--- START OF PROVIDED MATERIAL ---
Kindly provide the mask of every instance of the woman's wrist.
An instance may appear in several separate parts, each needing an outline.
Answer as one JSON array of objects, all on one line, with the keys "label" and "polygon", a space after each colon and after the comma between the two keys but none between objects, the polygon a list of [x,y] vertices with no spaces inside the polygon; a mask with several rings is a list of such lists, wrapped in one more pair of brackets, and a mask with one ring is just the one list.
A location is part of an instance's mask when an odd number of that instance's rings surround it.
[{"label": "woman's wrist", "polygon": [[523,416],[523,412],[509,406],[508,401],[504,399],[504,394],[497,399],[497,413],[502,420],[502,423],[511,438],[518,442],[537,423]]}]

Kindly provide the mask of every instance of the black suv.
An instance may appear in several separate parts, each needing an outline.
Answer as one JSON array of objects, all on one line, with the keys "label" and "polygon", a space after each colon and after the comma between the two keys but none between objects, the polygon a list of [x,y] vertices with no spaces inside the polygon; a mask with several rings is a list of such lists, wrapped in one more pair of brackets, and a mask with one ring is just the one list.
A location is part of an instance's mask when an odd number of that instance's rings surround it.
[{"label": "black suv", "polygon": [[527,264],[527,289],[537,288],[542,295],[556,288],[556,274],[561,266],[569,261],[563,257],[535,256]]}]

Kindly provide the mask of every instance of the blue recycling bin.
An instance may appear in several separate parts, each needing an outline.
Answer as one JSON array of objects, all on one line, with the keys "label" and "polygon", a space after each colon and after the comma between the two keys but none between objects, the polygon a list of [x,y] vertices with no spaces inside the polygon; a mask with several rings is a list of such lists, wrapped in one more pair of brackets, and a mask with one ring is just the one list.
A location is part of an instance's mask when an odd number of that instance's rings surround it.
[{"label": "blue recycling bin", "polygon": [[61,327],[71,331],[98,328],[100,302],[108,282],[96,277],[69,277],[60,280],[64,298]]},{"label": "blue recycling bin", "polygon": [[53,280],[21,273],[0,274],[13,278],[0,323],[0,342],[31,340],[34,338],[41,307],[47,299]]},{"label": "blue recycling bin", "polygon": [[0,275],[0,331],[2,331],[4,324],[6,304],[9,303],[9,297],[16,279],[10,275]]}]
--- END OF PROVIDED MATERIAL ---
**DIRECTIVE:**
Can you rewrite the listing above with "separate parts" changed to "distinct pieces" everywhere it occurs, leaving everything else unchanged?

**THE RESULT:**
Kindly provide the mask of every instance of the woman's wrist.
An instance may appear in several distinct pieces, each needing an outline.
Answer as one JSON array of objects, all on one line, with the keys "label" and "polygon", a space after each colon and after the comma between the two keys but none between objects, the polygon a list of [x,y] vertices with no spaces inside the polygon; a mask with several rings is a list of such lists, wrapped in one more pair of brackets, and a mask with one ring is just the one list.
A location is part of an instance's mask when an odd number of that instance's rings surround it.
[{"label": "woman's wrist", "polygon": [[523,416],[523,412],[509,406],[508,401],[504,399],[504,394],[497,399],[497,413],[502,420],[502,423],[511,438],[518,442],[537,423]]}]

Kindly provide the mask of every instance of the black suv.
An instance may appear in several distinct pieces, each needing an outline.
Answer as one JSON array of objects, all on one line, with the keys "label" and "polygon", a space after each colon and after the comma between the two keys but none between objects, the polygon a list of [x,y] vertices with no spaces inside the polygon; a mask with several rings is a list of such lists, wrapped in one more pair of brackets, and a mask with one ring is just the one list.
A location is part of an instance's mask when an odd number of that instance's rings surround it.
[{"label": "black suv", "polygon": [[527,264],[527,289],[537,288],[542,295],[556,288],[556,274],[561,266],[569,261],[563,257],[535,256]]}]

Kindly provide the mask of every instance of the blue recycling bin.
An instance may appear in several distinct pieces, each needing an outline.
Answer as one JSON array of objects, all on one line, with the keys "label" and "polygon", a space after each colon and after the comma between the two keys but none between objects, the polygon a list of [x,y] vertices with no spaces inside the polygon; a mask with several rings is a list of such lists, wrapped in one more pair of brackets, and a mask with one ring is just the one list.
A location is part of an instance's mask when an odd number of that instance's rings surround it.
[{"label": "blue recycling bin", "polygon": [[61,327],[71,331],[98,328],[100,302],[108,282],[96,277],[69,277],[60,280],[64,298]]},{"label": "blue recycling bin", "polygon": [[53,280],[21,273],[0,274],[13,278],[0,323],[0,342],[31,340],[34,338],[41,307],[47,299]]},{"label": "blue recycling bin", "polygon": [[0,275],[0,331],[2,331],[4,324],[6,304],[9,303],[9,297],[16,279],[10,275]]}]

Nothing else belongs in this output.